_TEXT SEGMENT_
CFR Quarterly, College of Forest Resources, University of Washington
Volume 3, No. 1, Fall, 1999

Faculty Profile:
Jay Johnson
Faculty News
Faculty Reports

Staff Profile:
Dave Shaw
Staff News
Staff Reports

Student Profiles:
Kim Waldron
Student News


Washington Forester
Events and Other News
Past Issues






Sneak Previews

Native Wildlife?

Holiday Reveling

Traditional Garb

Dean’s Notes

In 1929, the first class of UW forestry students tossed their bedrolls and notebooks into the newly constructed cabins at the Charles Lathrop Pack Demonstration Forest. Seventy-plus years later, students, with perhaps hardier, more "high tech" equipment, still gain the same valuable field experience at Pack. This unique, hands-on opportunity is one of many outstanding components of a forest resources education at the University of Washington.

As you may have heard, I will be retiring from my role as Dean of the College of Forest

Resources this summer. In reflecting over the nearly two decades I have served as Dean, it is clear to me that the success of the College’s programs is vitally dependent on the support of its alumni and friends—without the ideas, partnering, volunteerism, and gifts of so many dedicated individuals, we would not be where we are today.

_Point localization data_
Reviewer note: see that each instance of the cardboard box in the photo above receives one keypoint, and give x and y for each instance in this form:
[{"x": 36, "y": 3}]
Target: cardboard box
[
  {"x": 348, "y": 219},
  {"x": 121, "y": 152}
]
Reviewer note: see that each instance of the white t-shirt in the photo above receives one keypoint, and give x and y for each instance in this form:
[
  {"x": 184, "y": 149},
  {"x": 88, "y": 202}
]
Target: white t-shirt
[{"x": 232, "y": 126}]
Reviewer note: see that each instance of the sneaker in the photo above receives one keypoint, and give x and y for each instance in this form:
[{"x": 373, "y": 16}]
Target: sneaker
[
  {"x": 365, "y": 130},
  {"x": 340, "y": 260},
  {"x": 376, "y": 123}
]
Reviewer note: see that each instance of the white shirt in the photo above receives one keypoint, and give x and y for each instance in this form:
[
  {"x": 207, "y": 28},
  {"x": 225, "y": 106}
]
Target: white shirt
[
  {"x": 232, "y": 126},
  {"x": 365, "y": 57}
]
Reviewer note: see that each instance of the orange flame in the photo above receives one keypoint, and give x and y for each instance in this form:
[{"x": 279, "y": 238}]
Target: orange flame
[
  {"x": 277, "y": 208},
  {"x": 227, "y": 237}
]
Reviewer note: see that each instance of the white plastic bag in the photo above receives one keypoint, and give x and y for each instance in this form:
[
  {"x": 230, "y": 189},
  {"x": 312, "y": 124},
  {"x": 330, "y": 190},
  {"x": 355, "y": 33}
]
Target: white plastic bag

_TASK PROMPT_
Extend the Dean's Notes from the CFR Quarterly newsletter, picking up after its final sentence. The records play no part in what comes next.

_TASK RESULT_
It is also clear to me that our students need both classroom and field experience to become proficient in their field, whether it is forest engineering, ecosystem restoration, silviculture, or wildlife biology. The field experience that has been offered at Pack Forest since the late 1920s helps the UW College of Forest Resources maintain its status as one of the premier schools in the country, and enables us to attract top-notch students.

Forest Soils Field School, upper classroom at Pack Forest, Summer 1950, Stanley P. Gessel, Instructor

Many forestry programs across the nation are eliminating their field programs because of the expense. We won’t let that happen here. Given the ever-increasing cost of continuing field facilities, we are establishing a new fund, the Pack Forest Discretionary Fund. This fund will benefit many aspects of Pack, including assisting undergraduate and graduate students with scholarships, technology upgrades, and special program needs. As a departing Dean, my hope is that this fund will grow to become an endowment in support of Pack Forest students and programs in perpetuity, and that many of you will join me in making a contribution.

Alumni, friends, and members of the College have always stepped up to the challenge, and so I ask you to consider supporting either the new Pack Forest Fund or our College of Forest Resources Enhancement Fund. A gift to these current use funds gives us the flexibility to meet new challenges, enhance opportunities for field experiences and other unique programs, and foster important relationships in the community. In March, many of you will receive an Annual Fund letter from me describing our new Pack Forest Fund. I hope that you will join me in recognizing the importance of supporting the fund and in making it grow to become an endowment.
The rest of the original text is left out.